### Records to process

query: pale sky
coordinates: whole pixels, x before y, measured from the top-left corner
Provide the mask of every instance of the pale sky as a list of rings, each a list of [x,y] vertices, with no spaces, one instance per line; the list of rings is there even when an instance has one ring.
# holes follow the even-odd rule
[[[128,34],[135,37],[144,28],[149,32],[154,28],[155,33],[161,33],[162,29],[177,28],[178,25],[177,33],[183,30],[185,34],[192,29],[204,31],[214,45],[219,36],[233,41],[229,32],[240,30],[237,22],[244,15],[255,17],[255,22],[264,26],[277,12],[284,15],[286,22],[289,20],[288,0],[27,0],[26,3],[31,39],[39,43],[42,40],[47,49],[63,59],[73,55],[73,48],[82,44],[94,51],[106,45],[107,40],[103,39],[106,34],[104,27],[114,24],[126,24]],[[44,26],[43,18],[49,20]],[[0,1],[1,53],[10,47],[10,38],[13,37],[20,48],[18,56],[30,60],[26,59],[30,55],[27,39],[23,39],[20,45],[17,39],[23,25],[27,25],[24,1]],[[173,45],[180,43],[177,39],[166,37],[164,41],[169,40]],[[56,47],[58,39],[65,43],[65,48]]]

### What to do
Lay out the material above as a numbered list with one line per item, and leave out any blank lines.

### Result
1. query: pale sky
2. coordinates: whole pixels, x before y, measured from the top-left corner
3. Provide the mask of every instance of the pale sky as a list of rings, each a list of [x,y] vertices, with no spaces, one instance per line; the list of rings is there even when an instance has one ring.
4. # holes follow the even-odd rule
5. [[[128,34],[135,37],[144,28],[149,32],[154,28],[155,33],[161,33],[162,29],[177,28],[178,25],[177,33],[183,30],[185,34],[192,29],[204,31],[214,45],[219,36],[233,41],[229,32],[240,30],[237,22],[244,15],[255,17],[255,22],[264,26],[277,12],[284,15],[286,22],[289,20],[288,0],[27,0],[26,3],[31,39],[39,43],[42,40],[47,49],[63,59],[73,55],[73,48],[82,44],[94,51],[106,45],[107,40],[103,39],[106,34],[104,27],[114,24],[126,24]],[[44,26],[43,18],[49,20]],[[0,1],[1,53],[10,47],[10,38],[13,37],[20,48],[18,56],[30,60],[26,59],[30,55],[27,39],[23,39],[20,45],[17,39],[23,25],[27,25],[24,1]],[[173,45],[180,43],[177,39],[166,37],[164,41],[169,40]],[[56,47],[58,39],[65,43],[65,48]]]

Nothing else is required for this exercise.